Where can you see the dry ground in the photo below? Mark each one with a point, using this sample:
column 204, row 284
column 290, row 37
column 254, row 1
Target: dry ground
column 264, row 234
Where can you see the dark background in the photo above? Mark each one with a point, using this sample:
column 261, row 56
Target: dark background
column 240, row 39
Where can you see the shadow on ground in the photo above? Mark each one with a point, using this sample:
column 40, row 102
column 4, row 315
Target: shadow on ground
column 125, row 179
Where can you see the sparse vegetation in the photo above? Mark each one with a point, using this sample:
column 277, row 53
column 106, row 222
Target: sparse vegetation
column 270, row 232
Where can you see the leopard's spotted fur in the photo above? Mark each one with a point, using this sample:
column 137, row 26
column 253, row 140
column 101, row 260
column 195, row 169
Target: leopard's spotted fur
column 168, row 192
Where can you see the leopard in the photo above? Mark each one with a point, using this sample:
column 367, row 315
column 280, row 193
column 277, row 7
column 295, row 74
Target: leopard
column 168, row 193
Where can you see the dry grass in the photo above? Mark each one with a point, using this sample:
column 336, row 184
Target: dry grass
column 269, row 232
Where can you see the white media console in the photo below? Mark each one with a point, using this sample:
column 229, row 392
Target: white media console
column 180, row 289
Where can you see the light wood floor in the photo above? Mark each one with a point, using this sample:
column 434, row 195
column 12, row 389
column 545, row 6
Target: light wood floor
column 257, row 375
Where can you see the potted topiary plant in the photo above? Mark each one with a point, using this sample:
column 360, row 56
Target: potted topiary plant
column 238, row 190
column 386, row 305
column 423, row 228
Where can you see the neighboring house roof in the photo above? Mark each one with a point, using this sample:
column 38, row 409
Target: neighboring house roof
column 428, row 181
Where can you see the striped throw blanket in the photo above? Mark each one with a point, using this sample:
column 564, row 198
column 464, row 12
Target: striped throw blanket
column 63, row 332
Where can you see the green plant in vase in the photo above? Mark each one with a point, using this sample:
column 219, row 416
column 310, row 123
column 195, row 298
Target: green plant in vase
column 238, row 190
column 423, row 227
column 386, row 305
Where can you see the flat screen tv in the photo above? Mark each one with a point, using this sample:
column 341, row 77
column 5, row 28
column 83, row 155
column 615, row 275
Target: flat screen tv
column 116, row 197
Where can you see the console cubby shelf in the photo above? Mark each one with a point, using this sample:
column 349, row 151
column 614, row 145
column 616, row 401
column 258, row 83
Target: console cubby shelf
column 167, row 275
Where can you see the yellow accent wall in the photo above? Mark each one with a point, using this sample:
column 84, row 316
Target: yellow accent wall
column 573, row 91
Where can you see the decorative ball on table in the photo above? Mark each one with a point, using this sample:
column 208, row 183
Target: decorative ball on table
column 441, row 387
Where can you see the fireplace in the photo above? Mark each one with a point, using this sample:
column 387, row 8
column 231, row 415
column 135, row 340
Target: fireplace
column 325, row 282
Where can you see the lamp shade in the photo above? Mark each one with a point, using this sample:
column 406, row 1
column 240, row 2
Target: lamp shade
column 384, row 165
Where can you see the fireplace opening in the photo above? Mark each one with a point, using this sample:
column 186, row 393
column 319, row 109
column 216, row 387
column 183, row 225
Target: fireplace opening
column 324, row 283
------------------------
Give an exact copy of all the data shown above.

Where can you see the dry ground in the photo below? Mark each one with a point, using this sample:
column 204, row 284
column 290, row 37
column 254, row 1
Target: dry ground
column 264, row 234
Where can you see the dark background in the photo above? Mark each one with a point, using this sample:
column 261, row 56
Target: dark background
column 240, row 39
Where can you see the shadow on ground in the photo above? Mark each one with a point, using this sample:
column 40, row 102
column 4, row 315
Target: shadow on ground
column 125, row 179
Where can you see the sparse vegetation in the photo above? Mark each one with a point, using this sample:
column 277, row 53
column 106, row 222
Target: sparse vegetation
column 270, row 232
Where can you see the leopard's spotted fur in the photo above? Mark each one with a point, using this sample:
column 137, row 26
column 253, row 140
column 101, row 260
column 195, row 169
Target: leopard's spotted fur
column 168, row 192
Where can you see the leopard in the photo above? Mark each one with a point, using this sample:
column 367, row 315
column 280, row 193
column 277, row 7
column 295, row 74
Target: leopard
column 168, row 193
Where can you see the dry grass in the photo above? Mark each one with a point, using this sample:
column 336, row 184
Target: dry grass
column 269, row 232
Where can you see the white media console in the photo below? Mark each one with a point, using this sample:
column 229, row 392
Target: white media console
column 180, row 289
Where can you see the light wood floor in the photo above? Mark each one with a point, using this sample:
column 434, row 195
column 12, row 389
column 545, row 6
Target: light wood floor
column 257, row 375
Where can you see the potted topiary plant in the photo above? Mark each one with a point, using this sample:
column 360, row 56
Target: potted topiary plant
column 238, row 190
column 386, row 305
column 423, row 228
Where can you see the neighboring house roof in the photo above? Mark each one with a point, using this sample:
column 38, row 409
Target: neighboring house roof
column 428, row 181
Where can you see the striped throw blanket in the photo above? Mark each one with a point, using this sample:
column 564, row 198
column 464, row 12
Target: striped throw blanket
column 63, row 332
Where can you see the green plant in vase in the photo above? Mark each one with a point, using this sample:
column 219, row 416
column 310, row 123
column 195, row 298
Target: green plant in vase
column 238, row 190
column 423, row 227
column 386, row 305
Where can you see the flat screen tv in the photo above? Mark each one with a point, using this sample:
column 341, row 77
column 5, row 28
column 83, row 155
column 615, row 275
Target: flat screen tv
column 116, row 197
Where can you see the console cubby shelf in the photo above? Mark each one with a point, using this sample:
column 349, row 151
column 614, row 145
column 616, row 401
column 258, row 83
Target: console cubby shelf
column 167, row 275
Where can you see the yellow accent wall in the photo above? Mark each one with a point, using this sample:
column 84, row 316
Target: yellow accent wall
column 573, row 91
Where can you see the decorative ball on table in the photo above? Mark each one with a point, using this sample:
column 208, row 183
Target: decorative ball on table
column 441, row 387
Where can you see the fireplace in the photo above? Mark each one with a point, using this sample:
column 387, row 8
column 231, row 415
column 135, row 340
Target: fireplace
column 325, row 282
Where can you see the lamp shade in the photo above? Mark each one with a point, using this sample:
column 406, row 1
column 240, row 2
Target: lamp shade
column 384, row 165
Where can you see the fireplace opening in the photo above? Mark each one with a point, using this sample:
column 186, row 393
column 319, row 109
column 216, row 387
column 183, row 225
Target: fireplace opening
column 324, row 283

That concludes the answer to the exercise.